- About this task -
Through the end of the data below, output every line exactly, beginning with the line that contains "field, one point per instance.".

- Material for this exercise -

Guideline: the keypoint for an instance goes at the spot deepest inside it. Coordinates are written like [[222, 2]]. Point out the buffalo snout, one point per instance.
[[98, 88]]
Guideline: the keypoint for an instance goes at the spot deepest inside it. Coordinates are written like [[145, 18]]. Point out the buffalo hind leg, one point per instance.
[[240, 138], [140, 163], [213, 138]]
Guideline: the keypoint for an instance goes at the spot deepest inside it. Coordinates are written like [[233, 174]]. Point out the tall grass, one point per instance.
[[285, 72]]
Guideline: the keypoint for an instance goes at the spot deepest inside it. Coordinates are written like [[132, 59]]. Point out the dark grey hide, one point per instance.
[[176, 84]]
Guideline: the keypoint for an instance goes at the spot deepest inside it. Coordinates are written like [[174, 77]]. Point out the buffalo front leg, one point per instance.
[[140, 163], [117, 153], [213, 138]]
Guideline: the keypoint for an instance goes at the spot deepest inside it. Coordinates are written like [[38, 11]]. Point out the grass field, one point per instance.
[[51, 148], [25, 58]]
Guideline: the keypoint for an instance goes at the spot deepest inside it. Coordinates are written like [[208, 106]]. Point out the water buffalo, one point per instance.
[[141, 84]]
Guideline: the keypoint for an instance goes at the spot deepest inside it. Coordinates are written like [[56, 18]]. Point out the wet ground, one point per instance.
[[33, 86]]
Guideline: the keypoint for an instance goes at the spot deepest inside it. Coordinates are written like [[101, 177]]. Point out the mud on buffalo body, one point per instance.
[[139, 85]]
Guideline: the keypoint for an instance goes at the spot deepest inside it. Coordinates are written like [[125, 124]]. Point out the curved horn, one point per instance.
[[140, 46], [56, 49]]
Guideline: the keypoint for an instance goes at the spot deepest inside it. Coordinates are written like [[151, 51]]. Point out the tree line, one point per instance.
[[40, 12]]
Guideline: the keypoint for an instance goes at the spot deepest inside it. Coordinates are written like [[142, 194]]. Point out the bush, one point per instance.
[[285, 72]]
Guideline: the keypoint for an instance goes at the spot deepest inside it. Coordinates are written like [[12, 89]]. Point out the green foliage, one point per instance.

- Finished exercise -
Guideline: the keypoint for an instance goes at the spot deepest inside it. Coordinates are written like [[38, 11]]. Point out the grass field, one point per instance.
[[51, 148], [25, 58]]
Guideline: the keypoint for an instance goes at the spot deepest inside it. Coordinates are written like [[208, 106]]. Point out the water buffalo, one point per instance.
[[141, 84]]
Guideline: the keypoint for an instance goes at the spot deepest inside it. Coordinates are written like [[56, 18]]. Point out the wet ground, one point per instance.
[[33, 86]]
Guideline: the keypoint for an instance goes at the spot deepest inside it. Coordinates are written like [[101, 177]]. Point out the mud on buffalo body, one point per instance.
[[139, 85]]
Guideline: the keypoint for an instance goes at the spot deepest inside it. Coordinates are written like [[125, 124]]. Point out the curved horn, one point per instance.
[[140, 46], [56, 49]]
Guideline: the keypoint for an instance goes at the spot deepest inside it. Coordinates are written like [[151, 51]]. Point out the tree line, one point per instance.
[[40, 12]]
Guideline: the keypoint for an instance goes at the spot deepest inside it. Coordinates are written like [[142, 194]]. Point out the bush, one point per instance.
[[285, 72]]
Guideline: the keypoint for an instance goes at the spot deepest inside it. Coordinates are written like [[12, 89]]. Point out the green foliage, one point per instance.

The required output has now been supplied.